Text provided.
Referring to FIG. 3, in this embodiment, if “bsSacExtType” is a “0”, spatial extension data may be indicated as being residual coding data; if “bsSacExtType” is “1”, spatial extension data may be indicated as being arbitrary down-mix residual coding data; and if “bsSacExtType” is “12”, spatial extension data may be indicated as being a core audio object type of moving picture experts group (MPEG)-4 audio, for example. Here, the core audio object type is defined as an audio object type for correspondingly encoding a signal which is down-mixed at an encoding end. However, these particular indications and audio object types are just for one or more embodiments of the present invention, noting that a person of ordinary skill in the art of the present invention should understand that alternate embodiments are equally available.

In other words, if 0 is assigned to “bsSacExtType”, the spatial extension data type detecting unit 110 may determine that the type of spatial extension data is residual coding data. If 1 is assigned to “bsSacExtType”, the spatial extension data type detecting unit 110 may determine that the type of spatial extension data is arbitrary down-mix residual coding data, and if 12 is assigned to “bsSacExtType”, the spatial extension data type detecting unit 110 may determine that the type of spatial extension data is data indicating the core audio object type of MPEG-4 audio.

An operation of an apparatus for decoding an audio signal according to a spatial extension data type detected by the spatial extension data type detecting unit 110 will now be explained in greater detail with further reference to FIG. 4.

First, the case where the spatial extension data type detected by the spatial extension data type detecting unit 110 is data indicating the core audio object type of MPEG-4 audio will be explained, i.e., “bsSacExtType” is 12, according to the above indication examples.

FIG. 4 illustrates a syntax file, for example, for reading a core audio object type, according to an embodiment of the present invention. Accordingly, according to an embodiment, an operation of the core audio object type detecting unit 120 will now be explained with reference to FIGS. 1 and 4.

Collected data
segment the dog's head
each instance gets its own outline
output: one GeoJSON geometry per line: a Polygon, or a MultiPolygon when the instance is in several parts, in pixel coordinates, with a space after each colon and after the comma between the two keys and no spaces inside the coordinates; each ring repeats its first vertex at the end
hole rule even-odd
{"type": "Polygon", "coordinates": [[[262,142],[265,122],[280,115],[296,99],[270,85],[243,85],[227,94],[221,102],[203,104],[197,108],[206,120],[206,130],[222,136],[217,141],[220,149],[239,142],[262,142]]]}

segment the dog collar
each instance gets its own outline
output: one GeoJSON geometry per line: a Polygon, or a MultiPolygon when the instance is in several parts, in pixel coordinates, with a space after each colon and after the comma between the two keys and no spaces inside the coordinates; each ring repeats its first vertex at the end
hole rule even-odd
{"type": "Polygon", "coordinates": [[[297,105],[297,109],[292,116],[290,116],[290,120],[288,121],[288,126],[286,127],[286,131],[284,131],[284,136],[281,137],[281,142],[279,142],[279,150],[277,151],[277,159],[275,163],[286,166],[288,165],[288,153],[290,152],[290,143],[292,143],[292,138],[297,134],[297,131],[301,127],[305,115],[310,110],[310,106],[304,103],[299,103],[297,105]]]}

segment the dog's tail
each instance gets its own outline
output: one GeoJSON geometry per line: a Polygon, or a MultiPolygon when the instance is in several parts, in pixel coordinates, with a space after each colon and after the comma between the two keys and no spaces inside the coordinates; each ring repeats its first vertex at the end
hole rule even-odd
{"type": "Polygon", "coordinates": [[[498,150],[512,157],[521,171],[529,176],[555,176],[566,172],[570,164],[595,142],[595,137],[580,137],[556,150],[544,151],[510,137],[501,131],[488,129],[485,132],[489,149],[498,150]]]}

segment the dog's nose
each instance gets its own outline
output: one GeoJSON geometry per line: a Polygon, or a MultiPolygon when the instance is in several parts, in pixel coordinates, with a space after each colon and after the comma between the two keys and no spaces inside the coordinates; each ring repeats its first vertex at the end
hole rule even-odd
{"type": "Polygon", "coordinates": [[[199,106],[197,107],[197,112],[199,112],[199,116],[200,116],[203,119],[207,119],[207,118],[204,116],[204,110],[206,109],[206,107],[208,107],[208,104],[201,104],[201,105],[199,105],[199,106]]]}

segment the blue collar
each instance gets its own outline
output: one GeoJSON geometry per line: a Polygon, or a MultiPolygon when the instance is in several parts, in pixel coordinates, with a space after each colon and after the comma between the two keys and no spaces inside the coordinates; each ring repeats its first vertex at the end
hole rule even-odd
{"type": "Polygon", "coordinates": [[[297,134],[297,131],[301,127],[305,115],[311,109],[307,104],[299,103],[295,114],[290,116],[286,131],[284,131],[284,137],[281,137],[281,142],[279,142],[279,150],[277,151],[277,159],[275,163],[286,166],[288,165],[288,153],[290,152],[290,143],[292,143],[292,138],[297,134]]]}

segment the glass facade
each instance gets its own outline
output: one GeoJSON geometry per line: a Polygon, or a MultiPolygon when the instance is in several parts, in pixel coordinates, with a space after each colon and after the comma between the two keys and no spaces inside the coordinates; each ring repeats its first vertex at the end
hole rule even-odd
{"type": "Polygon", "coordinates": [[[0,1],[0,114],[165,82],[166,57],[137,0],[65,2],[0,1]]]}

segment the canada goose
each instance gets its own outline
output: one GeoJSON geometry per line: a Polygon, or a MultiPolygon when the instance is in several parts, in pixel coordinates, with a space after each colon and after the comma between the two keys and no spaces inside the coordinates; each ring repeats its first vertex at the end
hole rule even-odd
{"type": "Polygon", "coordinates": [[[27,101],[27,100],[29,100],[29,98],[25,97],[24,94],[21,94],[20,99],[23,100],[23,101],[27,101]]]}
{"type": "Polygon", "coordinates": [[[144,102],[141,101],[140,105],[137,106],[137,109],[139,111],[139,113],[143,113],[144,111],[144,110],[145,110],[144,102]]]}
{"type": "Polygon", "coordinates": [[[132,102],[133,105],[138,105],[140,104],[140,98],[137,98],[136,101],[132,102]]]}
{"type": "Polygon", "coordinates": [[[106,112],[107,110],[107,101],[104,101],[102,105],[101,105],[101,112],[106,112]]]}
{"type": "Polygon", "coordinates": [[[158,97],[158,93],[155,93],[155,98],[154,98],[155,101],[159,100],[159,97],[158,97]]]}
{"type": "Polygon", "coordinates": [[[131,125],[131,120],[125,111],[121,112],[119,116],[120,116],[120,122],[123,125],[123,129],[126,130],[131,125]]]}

Directive.
In the passage on spatial extension data types, what type of spatial extension data does the detecting unit determine when 1 is assigned to “bsSacExtType”? Answer from the passage on spatial extension data types alone, not from the material.

The answer.
Arbitrary down-mix residual coding data.